## START RECORDS

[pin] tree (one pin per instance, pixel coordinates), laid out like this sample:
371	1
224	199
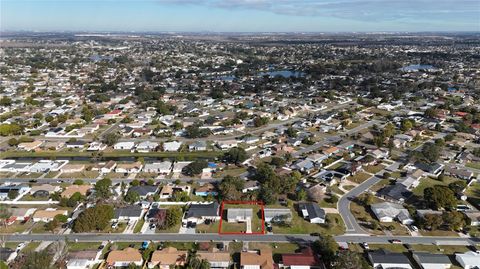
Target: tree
51	225
78	182
93	218
111	138
326	246
231	188
34	260
12	194
132	197
102	188
439	196
195	168
457	186
454	220
174	214
348	259
235	155
5	214
407	125
432	221
277	162
180	196
431	152
260	121
388	130
291	132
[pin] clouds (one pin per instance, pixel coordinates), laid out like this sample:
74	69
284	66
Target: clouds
361	10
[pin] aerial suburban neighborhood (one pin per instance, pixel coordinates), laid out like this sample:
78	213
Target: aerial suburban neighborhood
240	151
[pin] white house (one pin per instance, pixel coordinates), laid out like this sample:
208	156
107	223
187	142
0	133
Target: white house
172	146
124	145
468	260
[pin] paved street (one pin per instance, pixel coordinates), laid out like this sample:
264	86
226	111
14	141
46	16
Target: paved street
344	205
247	238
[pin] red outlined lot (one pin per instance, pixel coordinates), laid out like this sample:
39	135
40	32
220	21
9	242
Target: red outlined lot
257	203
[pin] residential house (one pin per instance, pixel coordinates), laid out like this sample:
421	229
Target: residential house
146	146
82	259
122	258
45	189
71	189
167	258
129	168
305	259
227	144
164	167
384	259
206	190
256	260
129	214
47	215
96	146
239	214
29	146
462	173
250	185
198	213
172	146
277	215
312	212
387	212
468	260
20	189
432	261
198	146
144	190
72	168
217	259
129	145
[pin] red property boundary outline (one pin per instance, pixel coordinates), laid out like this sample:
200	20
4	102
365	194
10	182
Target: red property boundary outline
259	203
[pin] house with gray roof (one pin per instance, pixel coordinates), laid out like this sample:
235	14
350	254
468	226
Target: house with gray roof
277	214
312	212
199	213
381	259
427	260
387	212
239	214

## END RECORDS

__AIM__
Copy out every item above with each "house" swapped for "home" and everything else unchanged, leaving out the pictures.

__OUTPUT OF THE TASK__
[pin] tree (one pin per instance, pixel coordinates), laid out like this sample:
371	1
224	199
Target: tree
51	225
78	182
93	218
111	138
326	246
231	188
34	260
12	194
132	197
102	188
439	196
195	168
457	186
454	220
174	214
348	259
235	155
5	214
407	125
432	221
277	162
180	196
431	152
260	121
388	130
291	132
[pin] clouds (one pin per instance, pixel coordinates), laid out like this sample:
74	69
284	66
Target: clouds
361	10
[pin] aerial suburban neighborhood (one pin per instance, pixel coordinates), laid out like this sample:
78	213
Target: aerial suburban neighborhood
240	151
[pin] white home (one pin per instance, pixel coordinates), laid out like this sample:
208	156
107	223
187	142
0	133
Target: white home
172	146
124	145
468	260
[pin] paved street (one pin per instance, pixel coordinates), laid out like this sample:
264	86
226	111
14	141
46	16
Target: paved street
344	205
247	238
[pin] red outlined lot (one pin per instance, pixel coordinates), laid out like this sample:
39	135
40	32
220	21
9	242
Target: red outlined lot
257	203
[pin] residential home (one pin per instance, pixel coordinates), laid out like this sample:
421	229
Target: residential home
146	146
82	259
122	258
45	189
71	189
167	258
129	168
305	259
227	144
164	167
384	259
206	190
256	260
129	214
47	215
96	146
239	214
29	146
462	173
250	185
198	213
172	146
277	215
312	212
387	212
468	260
20	189
432	261
198	146
144	190
72	168
217	259
129	145
[pin] red property boundary outline (one pin per instance, pixel coordinates), laid out like this sample:
200	20
4	102
365	194
10	182
Target: red property boundary outline
259	203
[pin] home with gray roof (one pin per instance, pixel coordinates), laid out like this sample:
235	14
350	254
468	226
Target: home with gray roof
277	214
312	212
199	213
381	259
427	260
387	212
239	214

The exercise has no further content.